What this task involves
How many lines of the records contain the word "Mark"? Reply with the number alone.

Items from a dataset
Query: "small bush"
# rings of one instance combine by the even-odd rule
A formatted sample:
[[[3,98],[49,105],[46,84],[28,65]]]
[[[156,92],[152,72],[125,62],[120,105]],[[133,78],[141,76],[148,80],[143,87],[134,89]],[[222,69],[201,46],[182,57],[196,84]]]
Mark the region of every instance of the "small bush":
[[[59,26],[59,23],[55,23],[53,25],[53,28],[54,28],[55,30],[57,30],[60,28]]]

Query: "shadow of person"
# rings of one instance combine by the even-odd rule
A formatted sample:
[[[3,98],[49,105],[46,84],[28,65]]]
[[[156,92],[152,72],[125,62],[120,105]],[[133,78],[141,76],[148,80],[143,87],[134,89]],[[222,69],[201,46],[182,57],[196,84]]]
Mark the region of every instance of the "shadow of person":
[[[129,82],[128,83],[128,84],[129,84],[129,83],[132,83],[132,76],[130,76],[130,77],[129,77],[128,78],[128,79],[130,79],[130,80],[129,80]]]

Expected output
2